## Instructions to follow
In the material below, identify each line bearing the word "maple". Reproduce those lines.

BEGIN The data

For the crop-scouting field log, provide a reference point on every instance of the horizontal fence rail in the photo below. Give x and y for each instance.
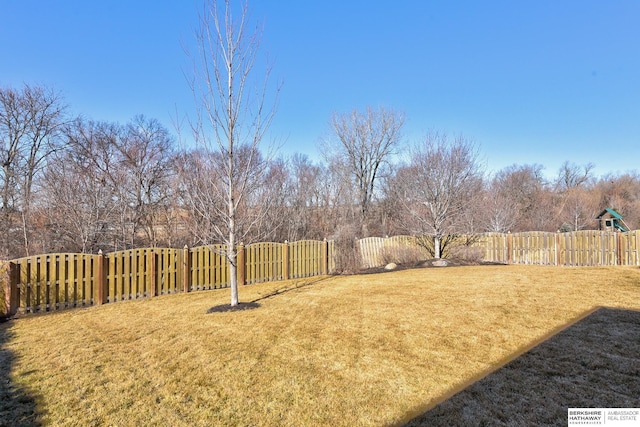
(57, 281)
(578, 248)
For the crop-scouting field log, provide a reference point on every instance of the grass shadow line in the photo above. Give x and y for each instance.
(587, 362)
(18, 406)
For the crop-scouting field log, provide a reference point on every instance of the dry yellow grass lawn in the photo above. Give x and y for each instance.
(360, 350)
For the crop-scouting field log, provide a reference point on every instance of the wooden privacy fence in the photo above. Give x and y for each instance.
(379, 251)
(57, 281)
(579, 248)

END The data
BEGIN The data

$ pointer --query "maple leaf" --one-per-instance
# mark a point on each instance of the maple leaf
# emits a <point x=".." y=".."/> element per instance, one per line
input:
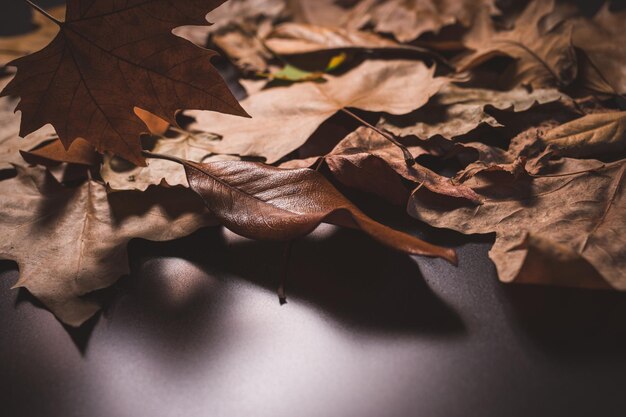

END The data

## Task solution
$ pointer --query "maple leaf" --one-per-instance
# mark a point on each instance of the maple leaf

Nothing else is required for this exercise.